_What to produce_: Pull out the rows below word for word, from the very first line through the line that contains "x=213 y=209", including both ends. Leave the pictures out of your answer.

_Data for processing_:
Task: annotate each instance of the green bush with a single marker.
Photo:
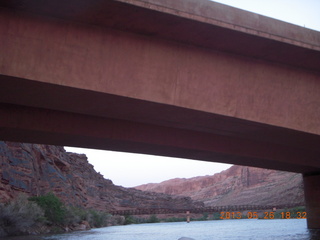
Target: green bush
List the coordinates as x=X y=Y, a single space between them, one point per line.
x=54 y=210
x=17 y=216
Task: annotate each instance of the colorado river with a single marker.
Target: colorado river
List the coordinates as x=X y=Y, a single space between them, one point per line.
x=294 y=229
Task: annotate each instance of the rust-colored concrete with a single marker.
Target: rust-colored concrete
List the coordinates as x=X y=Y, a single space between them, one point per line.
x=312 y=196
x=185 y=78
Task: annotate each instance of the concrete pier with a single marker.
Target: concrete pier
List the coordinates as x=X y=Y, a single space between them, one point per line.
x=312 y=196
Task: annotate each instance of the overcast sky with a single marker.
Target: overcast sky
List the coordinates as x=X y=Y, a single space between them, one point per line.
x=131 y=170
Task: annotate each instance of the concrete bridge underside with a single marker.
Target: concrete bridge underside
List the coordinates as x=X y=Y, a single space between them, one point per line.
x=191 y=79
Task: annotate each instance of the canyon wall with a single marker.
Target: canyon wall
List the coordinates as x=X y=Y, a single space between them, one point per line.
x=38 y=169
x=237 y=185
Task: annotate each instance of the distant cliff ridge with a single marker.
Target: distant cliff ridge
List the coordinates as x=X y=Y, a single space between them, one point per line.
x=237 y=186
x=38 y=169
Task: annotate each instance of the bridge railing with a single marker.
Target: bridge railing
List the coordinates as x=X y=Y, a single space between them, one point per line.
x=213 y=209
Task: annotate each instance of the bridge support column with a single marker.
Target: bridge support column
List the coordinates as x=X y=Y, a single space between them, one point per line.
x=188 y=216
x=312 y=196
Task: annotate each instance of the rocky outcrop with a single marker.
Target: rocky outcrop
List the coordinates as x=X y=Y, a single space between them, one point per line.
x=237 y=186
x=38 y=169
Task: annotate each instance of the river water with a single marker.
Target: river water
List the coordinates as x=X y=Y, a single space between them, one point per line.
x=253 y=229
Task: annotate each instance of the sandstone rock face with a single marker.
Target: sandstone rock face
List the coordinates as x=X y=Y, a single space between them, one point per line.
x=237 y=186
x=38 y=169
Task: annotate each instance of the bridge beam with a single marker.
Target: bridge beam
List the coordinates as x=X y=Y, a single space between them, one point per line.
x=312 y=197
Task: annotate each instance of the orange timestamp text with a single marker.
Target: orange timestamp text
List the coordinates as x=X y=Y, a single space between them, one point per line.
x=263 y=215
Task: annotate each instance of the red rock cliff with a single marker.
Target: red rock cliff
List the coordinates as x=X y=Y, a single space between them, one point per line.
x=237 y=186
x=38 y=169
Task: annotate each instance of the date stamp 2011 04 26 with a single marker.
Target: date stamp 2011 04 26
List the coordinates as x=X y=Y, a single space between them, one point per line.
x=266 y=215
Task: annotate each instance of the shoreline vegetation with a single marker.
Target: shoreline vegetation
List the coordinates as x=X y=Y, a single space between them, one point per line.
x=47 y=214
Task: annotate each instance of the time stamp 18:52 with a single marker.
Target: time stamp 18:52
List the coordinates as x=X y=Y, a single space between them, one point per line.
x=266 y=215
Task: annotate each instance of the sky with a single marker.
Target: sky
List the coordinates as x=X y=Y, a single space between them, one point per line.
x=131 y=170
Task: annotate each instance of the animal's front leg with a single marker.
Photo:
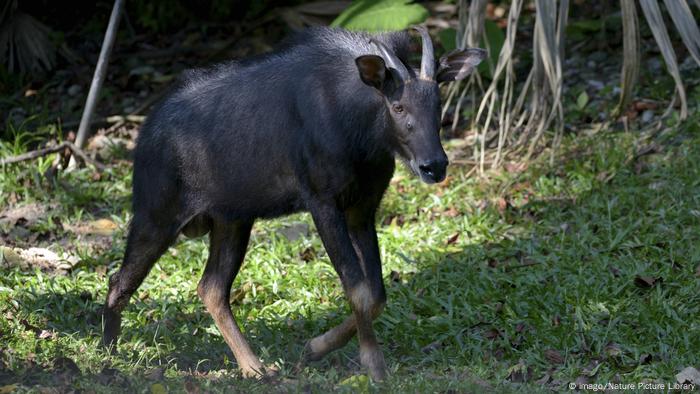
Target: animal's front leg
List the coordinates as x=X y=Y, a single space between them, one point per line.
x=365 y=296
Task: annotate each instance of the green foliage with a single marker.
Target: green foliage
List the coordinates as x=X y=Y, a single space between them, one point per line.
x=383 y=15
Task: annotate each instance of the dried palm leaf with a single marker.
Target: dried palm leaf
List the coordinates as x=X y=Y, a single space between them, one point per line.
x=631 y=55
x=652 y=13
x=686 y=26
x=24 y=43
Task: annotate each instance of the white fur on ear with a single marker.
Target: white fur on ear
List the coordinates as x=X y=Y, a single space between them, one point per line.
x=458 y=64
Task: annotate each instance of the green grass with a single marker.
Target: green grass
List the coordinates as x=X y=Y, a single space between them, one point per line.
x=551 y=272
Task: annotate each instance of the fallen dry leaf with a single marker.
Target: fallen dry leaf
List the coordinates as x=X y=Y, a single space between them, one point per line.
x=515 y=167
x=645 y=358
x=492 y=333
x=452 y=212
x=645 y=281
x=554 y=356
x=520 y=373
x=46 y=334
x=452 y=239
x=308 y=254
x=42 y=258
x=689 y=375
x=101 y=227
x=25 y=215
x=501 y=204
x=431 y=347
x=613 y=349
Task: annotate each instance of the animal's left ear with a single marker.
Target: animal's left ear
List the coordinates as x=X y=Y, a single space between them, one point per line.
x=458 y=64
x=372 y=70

_Written answer_:
Task: annotate each instance of the green bush with a single marker.
Photo:
Target: green bush
List the coordinates as x=X y=Y, a single space between them, one point per line.
x=54 y=210
x=17 y=216
Task: annotate each instance of the colorado river with a single marker.
Target: colorado river
List the coordinates as x=X y=Y, a single space between them, one point per line.
x=294 y=229
Task: annotate each instance of the rust-colored concrete with a single marker.
Target: rust-colored concrete
List the coordinates as x=X y=Y, a single space between them, one point per line.
x=312 y=196
x=185 y=78
Task: annotate each instance of the concrete pier with a single marker.
Target: concrete pier
List the coordinates as x=X y=Y, a single space between them, one point per line.
x=312 y=196
Task: annotate each instance of the overcast sky with a single marker.
Target: overcast sky
List the coordinates as x=X y=Y, a single space between them, one point per line.
x=131 y=170
Task: annotate each instance of the concrete bridge underside with a single marker.
Target: concrete bridge underside
List the coordinates as x=X y=Y, a single space between them, one point per line.
x=191 y=79
Task: annotate each instance of the canyon wall with a single marker.
Target: canyon wall
List the coordinates as x=X y=Y, a single space between them, one point per line.
x=38 y=169
x=237 y=185
Task: annotate each instance of the distant cliff ridge with a single marker.
Target: distant cliff ridge
List the coordinates as x=X y=Y, a single space between them, one point per line.
x=237 y=186
x=38 y=169
Task: annotate each instance of the bridge railing with a single marker.
Target: bridge railing
List the coordinates as x=X y=Y, a single space between them, one point per line.
x=213 y=209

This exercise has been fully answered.